• **Die Aufgaben**:
**A)** Beantworten Sie zum Text über das Desertec-Projekt die folgenden Fragen:
(i) Wie hoch sind die bis zum Jahr 2050 vorgesehenen Investitionen mindestens?
(ii) Für ungefähr wie viel Geld im Jahr lässt sich der gesamte Strombedarf Deutschlands decken?
(iii) Auf welchen Strom setzt Frankreich weiterhin?
**B)** Wie ginge der Text über das Desertec-Projekt nach seinem letzten Satz weiter? Setzen Sie ihn fort.

• **Bereitgestellter Auszug**:

.....

1. Ob die für die Erzeugung und den Transport von solarthermisch erzeugtem Strom in der Sahara bis zum Jahre 2050 vorgesehenen Investitionen von mindestens 400 Milliarden Euro angemessen sind, ist eine eher theoretische Frage. Tatsache ist, dass der gesamte Strombedarf Deutschlands selbst bei Berücksichtigung der hohen Stromsteuer und der EEG-Umlage für ungefähr 30 Milliarden Euro im Jahr gedeckt werden kann. Wird der begonnene „Atom-Ausstieg“ wie geplant fortgesetzt und entwickelt sich der CO2-Emissionshandel, dann werden sich unsere Stromkosten rasch verdoppeln. Ob das den „Wüstenstrom“ wettbewerbsfähig machen wird, ist völlig offen. Es ist lediglich absehbar, dass das Desertec-Projekt viel teurer werden wird als vorläufig angenommen. Und das ist schon extrem teuer. Da die Standorte der Parabolspiegel-Kraftwerke noch nicht gefunden sind, lässt sich nicht abschätzen, wie weit und in welcher Form der durch sie erzeugte Strom transportiert werden wird. Für die Münchner Rück sind aber letztlich die durch Destertec vermiedenen „Klimaschäden“ ausschlaggebend. Doch diese sind rein hypothetischer Natur. Viel spricht dafür, dass es bei einer fortgesetzten Erderwärmung mehr Gewinner als Verlierer gäbe, denn Historikern ist bekannt, dass im mittelalterlichen „Klimaoptimum“ der Wohlstand wuchs. Außerdem dürfte die Erderwärmung ab einem bestimmten Niveau zu einer fortschreitenden Ergrünung der Sahara führen. Es gäbe dann möglicherweise überhaupt einen Platz mehr für „Wüstenkraftwerke.“

2. Klar ist, dass Solarstrom aus der Sahara heute bei weitem nicht wettbewerbsfähig wäre. Das zumindest für die Durchleitung des Wüstenstroms benötigte EU-Land Frankreich setzt weiterhin auf preisgünstigen Atomstrom. Dieser würde auch in Zukunft deutlich günstiger sein als Solarstrom.

.....

• **Angezeigte Daten**:

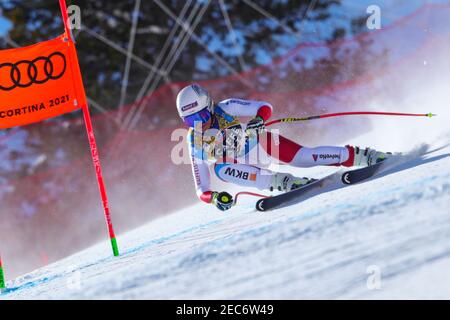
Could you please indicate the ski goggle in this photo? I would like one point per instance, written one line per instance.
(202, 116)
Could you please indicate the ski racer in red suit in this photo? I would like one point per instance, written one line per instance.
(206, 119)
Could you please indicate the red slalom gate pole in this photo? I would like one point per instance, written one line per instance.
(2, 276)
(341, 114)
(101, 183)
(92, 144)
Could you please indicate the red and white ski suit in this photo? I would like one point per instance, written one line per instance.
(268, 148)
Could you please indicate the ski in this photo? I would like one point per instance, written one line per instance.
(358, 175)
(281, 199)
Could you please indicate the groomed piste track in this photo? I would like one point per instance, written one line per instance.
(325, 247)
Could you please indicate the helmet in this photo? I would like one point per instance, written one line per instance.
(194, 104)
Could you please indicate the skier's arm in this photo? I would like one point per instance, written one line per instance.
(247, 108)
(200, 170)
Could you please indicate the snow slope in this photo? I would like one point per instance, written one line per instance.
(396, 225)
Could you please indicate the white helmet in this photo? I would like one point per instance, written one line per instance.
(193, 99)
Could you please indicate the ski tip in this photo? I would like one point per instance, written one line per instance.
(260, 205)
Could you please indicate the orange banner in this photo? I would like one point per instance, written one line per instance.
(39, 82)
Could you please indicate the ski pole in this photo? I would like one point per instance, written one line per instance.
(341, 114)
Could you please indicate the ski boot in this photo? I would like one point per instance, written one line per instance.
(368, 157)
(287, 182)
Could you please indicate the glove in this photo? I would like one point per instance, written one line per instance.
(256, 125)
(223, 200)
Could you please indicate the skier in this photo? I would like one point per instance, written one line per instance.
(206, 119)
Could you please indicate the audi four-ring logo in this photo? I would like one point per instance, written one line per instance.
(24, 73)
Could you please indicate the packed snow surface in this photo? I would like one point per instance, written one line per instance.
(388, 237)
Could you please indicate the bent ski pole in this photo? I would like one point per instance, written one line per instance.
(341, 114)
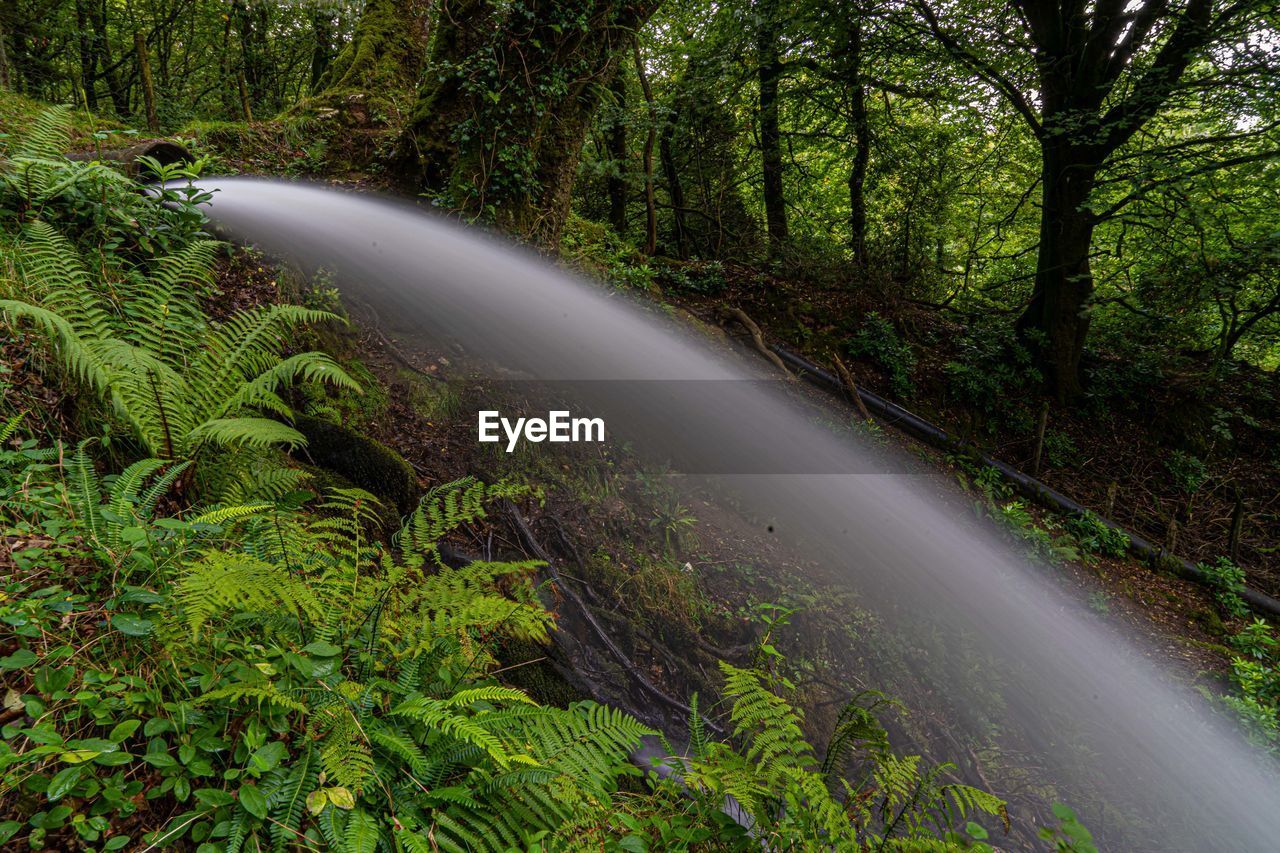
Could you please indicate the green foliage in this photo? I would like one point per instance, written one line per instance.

.....

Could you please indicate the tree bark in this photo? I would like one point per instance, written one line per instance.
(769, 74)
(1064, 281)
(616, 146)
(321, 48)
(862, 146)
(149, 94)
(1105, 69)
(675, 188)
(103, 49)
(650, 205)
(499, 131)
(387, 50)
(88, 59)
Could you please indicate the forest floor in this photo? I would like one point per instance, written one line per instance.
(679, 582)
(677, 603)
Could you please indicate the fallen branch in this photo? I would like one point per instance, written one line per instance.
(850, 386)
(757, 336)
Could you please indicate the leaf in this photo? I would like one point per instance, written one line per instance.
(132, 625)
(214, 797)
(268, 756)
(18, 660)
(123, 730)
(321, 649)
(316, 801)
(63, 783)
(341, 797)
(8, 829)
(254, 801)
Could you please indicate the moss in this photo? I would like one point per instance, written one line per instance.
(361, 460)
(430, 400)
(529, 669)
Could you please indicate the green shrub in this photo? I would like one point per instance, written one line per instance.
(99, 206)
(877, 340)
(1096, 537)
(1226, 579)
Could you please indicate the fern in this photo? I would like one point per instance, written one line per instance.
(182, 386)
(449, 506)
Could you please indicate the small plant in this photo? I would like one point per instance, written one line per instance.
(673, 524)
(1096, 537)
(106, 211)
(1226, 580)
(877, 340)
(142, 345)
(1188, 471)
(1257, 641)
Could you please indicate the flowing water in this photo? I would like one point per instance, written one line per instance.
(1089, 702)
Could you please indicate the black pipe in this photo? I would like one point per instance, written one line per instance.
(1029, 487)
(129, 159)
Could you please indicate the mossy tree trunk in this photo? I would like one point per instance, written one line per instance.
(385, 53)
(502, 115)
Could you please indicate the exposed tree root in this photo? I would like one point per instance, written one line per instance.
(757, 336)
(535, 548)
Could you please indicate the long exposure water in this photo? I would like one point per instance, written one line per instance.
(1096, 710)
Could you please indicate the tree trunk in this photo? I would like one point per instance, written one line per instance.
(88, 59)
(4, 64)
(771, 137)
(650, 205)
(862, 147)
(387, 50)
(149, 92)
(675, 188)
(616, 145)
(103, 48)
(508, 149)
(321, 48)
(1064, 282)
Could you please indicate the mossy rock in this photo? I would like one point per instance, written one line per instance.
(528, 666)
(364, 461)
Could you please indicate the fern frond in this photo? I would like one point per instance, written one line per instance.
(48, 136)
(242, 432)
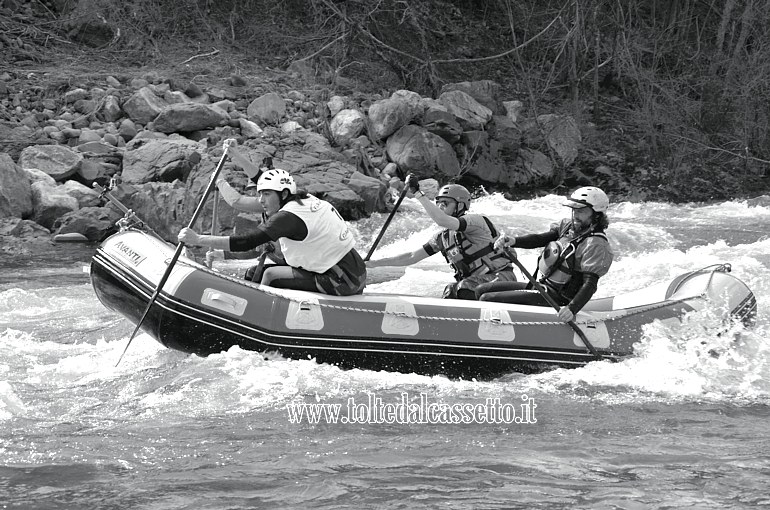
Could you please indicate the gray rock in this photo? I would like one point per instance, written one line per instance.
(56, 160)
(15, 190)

.....

• **Ihre Antworten**:
**A)**
(i) Auf mindestens 400 Milliarden Euro.
(ii) Für ungefähr 30 Milliarden Euro im Jahr, selbst wenn die hohe Stromsteuer und die EEG-Umlage eingerechnet werden.
(iii) Auf preisgünstigen Atomstrom.

**B)**
3. In der Tat sind die Argumente der Fotovoltaik-Lobby gegenüber Desertec schwach. Sie beruhen auf der Angst heutiger Subventionsempfänger, in naher Zukunft Konkurrenz von einer weiteren um Subventionen werbenden Lobby zu bekommen. Dennoch hat die Fotovoltaik-Lobby recht, wenn sie darauf hinweist, dass Solarstrom aus der Sahara in Deutschland nicht gebraucht wird. Denn es gibt hier neben sehr kostengünstig arbeitenden, weil abgeschriebenen Kernkraftwerken auch moderne Braunkohlekraftwerke, die Strom viel, viel kostengünstiger liefern, solange dieser nicht durch den CO2-Emissionshandel und/oder Öko-Steuern künstlich verteuert wird. Somit bin ich bereits beim Punkt 4.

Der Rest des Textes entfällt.